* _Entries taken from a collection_
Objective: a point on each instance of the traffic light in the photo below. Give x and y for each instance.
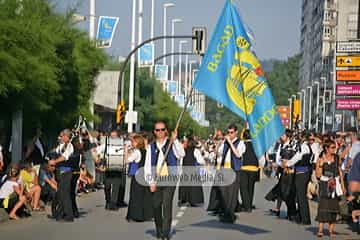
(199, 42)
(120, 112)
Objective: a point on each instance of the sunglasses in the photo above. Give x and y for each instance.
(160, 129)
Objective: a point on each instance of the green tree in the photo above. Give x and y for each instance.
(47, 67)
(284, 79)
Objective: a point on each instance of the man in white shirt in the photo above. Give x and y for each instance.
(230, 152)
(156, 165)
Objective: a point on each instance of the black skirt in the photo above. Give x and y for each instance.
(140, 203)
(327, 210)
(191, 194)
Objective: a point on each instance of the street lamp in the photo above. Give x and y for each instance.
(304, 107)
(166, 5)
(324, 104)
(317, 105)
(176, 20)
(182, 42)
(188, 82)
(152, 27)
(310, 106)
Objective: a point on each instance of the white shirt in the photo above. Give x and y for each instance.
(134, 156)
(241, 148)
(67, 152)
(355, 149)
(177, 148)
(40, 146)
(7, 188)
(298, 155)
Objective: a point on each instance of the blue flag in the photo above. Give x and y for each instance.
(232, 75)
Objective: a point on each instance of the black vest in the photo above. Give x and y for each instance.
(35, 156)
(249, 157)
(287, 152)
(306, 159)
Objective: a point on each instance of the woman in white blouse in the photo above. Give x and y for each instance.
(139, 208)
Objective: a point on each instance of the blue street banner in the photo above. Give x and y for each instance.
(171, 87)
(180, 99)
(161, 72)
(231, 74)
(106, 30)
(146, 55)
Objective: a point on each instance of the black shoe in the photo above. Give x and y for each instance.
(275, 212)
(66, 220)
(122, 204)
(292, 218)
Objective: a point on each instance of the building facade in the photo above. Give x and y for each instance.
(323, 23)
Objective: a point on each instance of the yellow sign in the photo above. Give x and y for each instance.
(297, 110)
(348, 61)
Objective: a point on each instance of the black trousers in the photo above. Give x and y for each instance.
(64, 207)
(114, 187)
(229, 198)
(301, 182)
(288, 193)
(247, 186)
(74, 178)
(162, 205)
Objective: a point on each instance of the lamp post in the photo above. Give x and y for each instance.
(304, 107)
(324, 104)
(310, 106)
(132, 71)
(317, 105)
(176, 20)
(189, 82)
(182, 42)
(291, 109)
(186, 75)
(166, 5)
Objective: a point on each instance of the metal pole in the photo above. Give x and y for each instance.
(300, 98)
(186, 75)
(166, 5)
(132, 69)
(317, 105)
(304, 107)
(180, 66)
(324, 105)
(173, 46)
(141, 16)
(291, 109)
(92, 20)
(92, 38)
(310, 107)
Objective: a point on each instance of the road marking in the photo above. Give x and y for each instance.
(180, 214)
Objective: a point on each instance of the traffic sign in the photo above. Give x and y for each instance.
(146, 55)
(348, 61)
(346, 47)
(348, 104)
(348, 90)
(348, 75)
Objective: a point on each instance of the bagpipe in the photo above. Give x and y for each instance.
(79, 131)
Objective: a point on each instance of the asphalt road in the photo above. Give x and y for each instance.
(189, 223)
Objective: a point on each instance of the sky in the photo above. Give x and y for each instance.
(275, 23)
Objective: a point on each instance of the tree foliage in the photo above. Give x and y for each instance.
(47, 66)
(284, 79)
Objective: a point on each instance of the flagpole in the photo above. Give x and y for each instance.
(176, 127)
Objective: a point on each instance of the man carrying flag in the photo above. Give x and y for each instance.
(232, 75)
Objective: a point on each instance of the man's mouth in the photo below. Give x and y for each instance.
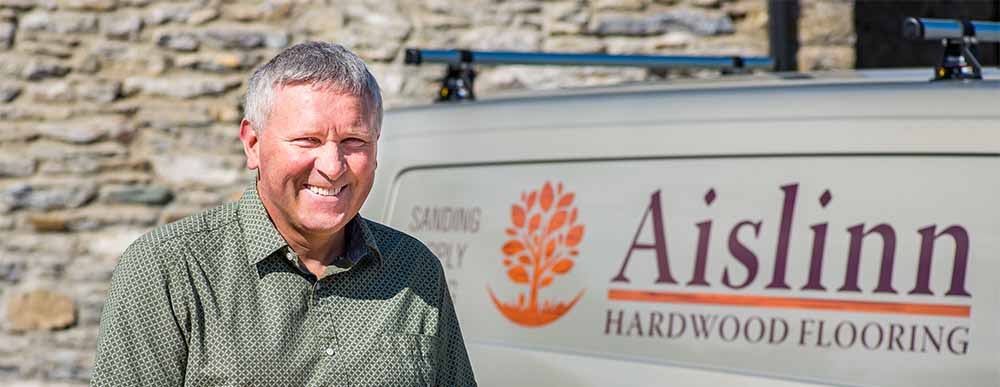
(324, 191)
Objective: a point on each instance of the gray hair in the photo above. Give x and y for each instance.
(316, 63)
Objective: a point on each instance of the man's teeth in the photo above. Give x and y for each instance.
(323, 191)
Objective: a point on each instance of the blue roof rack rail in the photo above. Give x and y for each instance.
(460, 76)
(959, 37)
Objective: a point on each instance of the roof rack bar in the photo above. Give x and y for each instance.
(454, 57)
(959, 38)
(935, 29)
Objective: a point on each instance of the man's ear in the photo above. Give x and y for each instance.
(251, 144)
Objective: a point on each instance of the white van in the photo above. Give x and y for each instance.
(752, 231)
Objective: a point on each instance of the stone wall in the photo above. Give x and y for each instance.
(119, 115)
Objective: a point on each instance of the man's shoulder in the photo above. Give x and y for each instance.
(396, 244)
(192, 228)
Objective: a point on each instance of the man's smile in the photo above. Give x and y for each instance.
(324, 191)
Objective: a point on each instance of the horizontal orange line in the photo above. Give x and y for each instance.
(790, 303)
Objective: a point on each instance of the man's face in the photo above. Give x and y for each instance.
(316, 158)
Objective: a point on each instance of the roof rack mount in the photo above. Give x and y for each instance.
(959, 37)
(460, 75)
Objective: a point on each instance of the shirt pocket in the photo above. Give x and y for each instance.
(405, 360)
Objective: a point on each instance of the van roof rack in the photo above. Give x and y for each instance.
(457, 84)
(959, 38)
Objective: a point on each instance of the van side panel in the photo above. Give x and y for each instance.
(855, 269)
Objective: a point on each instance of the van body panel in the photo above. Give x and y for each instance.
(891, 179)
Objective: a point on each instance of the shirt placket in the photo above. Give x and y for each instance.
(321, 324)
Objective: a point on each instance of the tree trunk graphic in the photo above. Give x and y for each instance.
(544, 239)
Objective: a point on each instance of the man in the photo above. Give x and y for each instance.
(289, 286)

==

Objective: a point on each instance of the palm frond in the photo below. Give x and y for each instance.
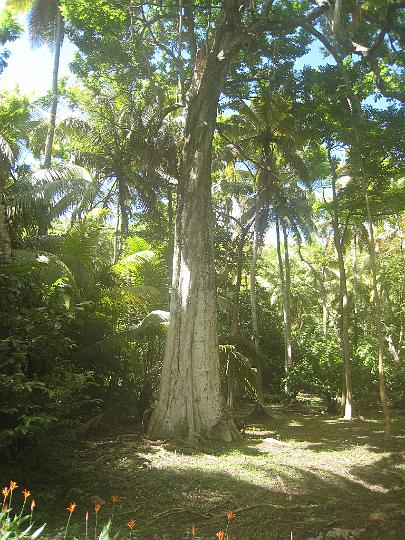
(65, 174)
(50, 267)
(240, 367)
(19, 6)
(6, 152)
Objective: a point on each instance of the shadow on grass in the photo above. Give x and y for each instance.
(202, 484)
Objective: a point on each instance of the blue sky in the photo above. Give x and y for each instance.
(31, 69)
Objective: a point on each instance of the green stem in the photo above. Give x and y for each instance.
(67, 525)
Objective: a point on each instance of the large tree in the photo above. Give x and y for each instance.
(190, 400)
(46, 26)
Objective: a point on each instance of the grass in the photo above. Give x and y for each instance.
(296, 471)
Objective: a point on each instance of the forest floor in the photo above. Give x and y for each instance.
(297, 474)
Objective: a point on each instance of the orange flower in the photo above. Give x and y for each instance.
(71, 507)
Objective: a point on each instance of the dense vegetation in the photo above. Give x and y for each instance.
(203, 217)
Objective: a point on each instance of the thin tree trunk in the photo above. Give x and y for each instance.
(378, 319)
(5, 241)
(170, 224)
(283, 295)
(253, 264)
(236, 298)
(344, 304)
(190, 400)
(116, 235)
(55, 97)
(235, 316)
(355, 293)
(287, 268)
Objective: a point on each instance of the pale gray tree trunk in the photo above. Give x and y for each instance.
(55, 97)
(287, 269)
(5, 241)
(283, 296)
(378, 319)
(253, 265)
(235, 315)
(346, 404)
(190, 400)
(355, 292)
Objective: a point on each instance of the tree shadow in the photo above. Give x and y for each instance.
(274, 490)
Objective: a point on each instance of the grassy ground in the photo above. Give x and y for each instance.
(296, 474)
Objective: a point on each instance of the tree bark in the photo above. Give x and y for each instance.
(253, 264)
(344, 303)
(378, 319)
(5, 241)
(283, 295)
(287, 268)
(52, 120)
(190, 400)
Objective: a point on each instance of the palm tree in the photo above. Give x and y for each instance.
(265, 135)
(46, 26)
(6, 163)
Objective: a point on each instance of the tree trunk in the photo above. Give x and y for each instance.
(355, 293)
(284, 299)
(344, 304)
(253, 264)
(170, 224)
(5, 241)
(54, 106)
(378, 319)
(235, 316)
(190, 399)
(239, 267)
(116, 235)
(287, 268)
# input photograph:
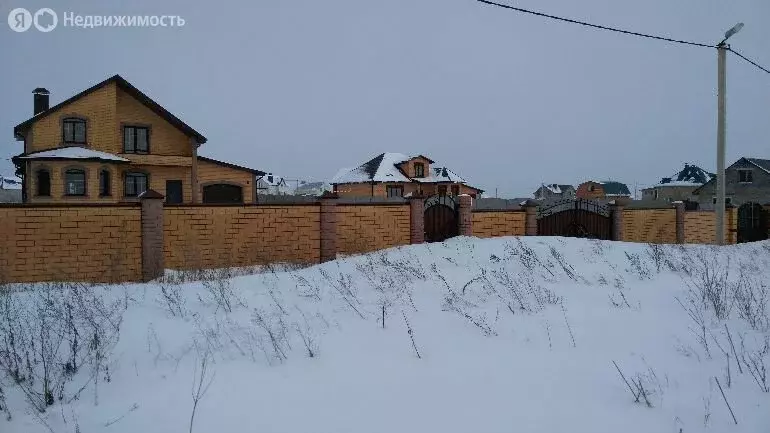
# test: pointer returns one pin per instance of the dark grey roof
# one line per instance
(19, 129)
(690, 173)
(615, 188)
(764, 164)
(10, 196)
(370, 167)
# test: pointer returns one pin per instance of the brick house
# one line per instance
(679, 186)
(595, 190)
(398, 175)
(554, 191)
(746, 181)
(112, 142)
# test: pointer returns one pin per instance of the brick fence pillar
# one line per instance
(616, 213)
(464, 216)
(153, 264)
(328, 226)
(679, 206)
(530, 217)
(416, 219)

* * *

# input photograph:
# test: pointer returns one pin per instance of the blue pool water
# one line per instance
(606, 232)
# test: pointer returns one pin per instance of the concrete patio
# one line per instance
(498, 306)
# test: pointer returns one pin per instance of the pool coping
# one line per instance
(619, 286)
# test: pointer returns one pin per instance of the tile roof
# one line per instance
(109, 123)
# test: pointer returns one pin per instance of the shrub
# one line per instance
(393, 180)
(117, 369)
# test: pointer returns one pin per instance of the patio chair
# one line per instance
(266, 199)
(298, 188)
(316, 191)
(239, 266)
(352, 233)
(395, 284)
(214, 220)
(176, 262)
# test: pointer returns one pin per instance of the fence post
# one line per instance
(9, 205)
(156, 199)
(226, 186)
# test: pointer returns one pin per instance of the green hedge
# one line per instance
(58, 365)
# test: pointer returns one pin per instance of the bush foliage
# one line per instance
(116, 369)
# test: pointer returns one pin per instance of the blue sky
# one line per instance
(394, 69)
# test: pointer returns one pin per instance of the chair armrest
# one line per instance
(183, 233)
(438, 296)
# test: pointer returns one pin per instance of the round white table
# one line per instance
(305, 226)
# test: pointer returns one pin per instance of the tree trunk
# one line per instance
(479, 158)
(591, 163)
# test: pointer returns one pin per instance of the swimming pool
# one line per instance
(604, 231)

* _Task directions_
Look through the lines above and collect those with the word "brick".

* _Result for this task_
# test: pointer returns one pin per instance of the brick house
# test: pointer returns one pin per instance of the brick fence pillar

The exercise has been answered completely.